> [Consigne A] D'après le texte sur l'incarcération des mineurs, combien de places les centres éducatifs fermés offrent-ils au total ?
> [Consigne B] Recopiez le passage du texte sur l'incarcération des mineurs depuis « M. Philippe-Pierre Cabourdin » jusqu'à « dans le centre. » inclus.
> [Consigne C] Rédigez la suite du texte sur l'incarcération des mineurs, en reprenant après sa dernière phrase.

> [Source]
----

L'obligation d'incarcération séparée des mineurs est donc aujourd'hui toujours respectée pour les jeunes hommes mineurs mais pas pour les jeunes filles, souvent détenues avec les femmes majeures.
En effet, la direction de la Protection judiciaire de la jeunesse et l'administration pénitentiaire ont décidé de regrouper les femmes mineures incarcérées dans quatre centres de détention - dont seulement un EPM :
- l'EPM de Quiévrechain ;
- le quartier femmes de la prison des Baumettes à Marseille ;
- le centre pénitentiaire de Rennes, qui devrait regrouper les mineures de Rennes et de la maison d'arrêt pour femmes de Nantes ;
- la maison d'arrêt de femmes de Fleury-Mérogis, préférée à l'EPM de Porcheville, en raison du nombre variable et faible des jeunes filles concernées.
La question de savoir s'il faut, pour l'incarcération de ces jeunes filles mineures, privilégier le principe de séparation mineurs/majeurs ou le principe de non-mixité, suscite un débat important qui justifie la mise en place d'un groupe de travail pluridisciplinaire sur ce sujet au sein de la direction de la Protection judiciaire de la jeunesse.
Enfin, il existe actuellement 38 centres éducatifs fermés, structures constituant une alternative à l'incarcération pour des mineurs ayant été condamnés par la justice, offrant au total 413 places disponibles. Parmi ces centres, un seul est actuellement strictement réservé aux jeunes filles, celui de Doudeville, en Normandie, et dix autres sont mixtes, sous réserve de pouvoir héberger au moins deux ou trois filles.
M. Philippe-Pierre Cabourdin a évoqué, lors de son audition, l'exemple d'un centre éducatif dans la Marne, qui gère la question de la non-mixité d'hébergement des mineurs en délimitant l'espace des jeunes filles et celui des jeunes hommes par un système de cloison mobile que l'on peut déplacer en fonction de l'effectif féminin présent dans le centre.

----

> [Données enregistrées]
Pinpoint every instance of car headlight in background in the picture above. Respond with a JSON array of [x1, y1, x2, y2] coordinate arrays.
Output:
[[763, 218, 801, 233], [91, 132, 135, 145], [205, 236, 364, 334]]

----

> [Corrigé A] Ils offrent au total 413 places.

> [Corrigé B]
M. Philippe-Pierre Cabourdin a évoqué, lors de son audition, l'exemple d'un centre éducatif dans la Marne, qui gère la question de la non-mixité d'hébergement des mineurs en délimitant l'espace des jeunes filles et celui des jeunes hommes par un système de cloison mobile que l'on peut déplacer en fonction de l'effectif féminin présent dans le centre.

> [Corrigé C]
c) Les exemples de l'Espagne et du Danemark constituent des approches originales de la mixité en milieu carcéral
La délégation s'est rendue en Espagne pour étudier un système pénitentiaire adossé à une conception renouvelée après la disparition du général Franco et caractérisé par l'ouverture à certaines formes de mixité, notamment dans l'organisation des activités ou encore avec l'incarcération en couple de condamnés.
Mme Conception Yagüe Olmos, sous-directrice générale des institutions pénitentiaires et ancienne directrice d'une prison pour femmes a présenté à la délégation les quatre formes d'incarcération des femmes en Espagne :
- Les femmes emprisonnées avec enfant peuvent être dans des unités indépendantes pour femmes de semi-liberté ; elles reçoivent le soutien d'ONG qui leur cherchent du travail. Le régime de semi-liberté leur permet par exemple d'accompagner leurs enfants à l'école.
- D'autres sont incarcérées dans les prisons mais dans des structures séparées du reste de l'établissement. Leurs enfants vont à l'école mais reviennent en prison à la fin des cours.
- Certaines femmes sont incarcérées avec leur conjoint et leurs enfants dans des blocs mixtes.
- Les femmes condamnées à de lourdes peines sont incarcérées dans des centres situés en centre-ville et disposent de chambres qui leur permettent de vivre avec leur enfant.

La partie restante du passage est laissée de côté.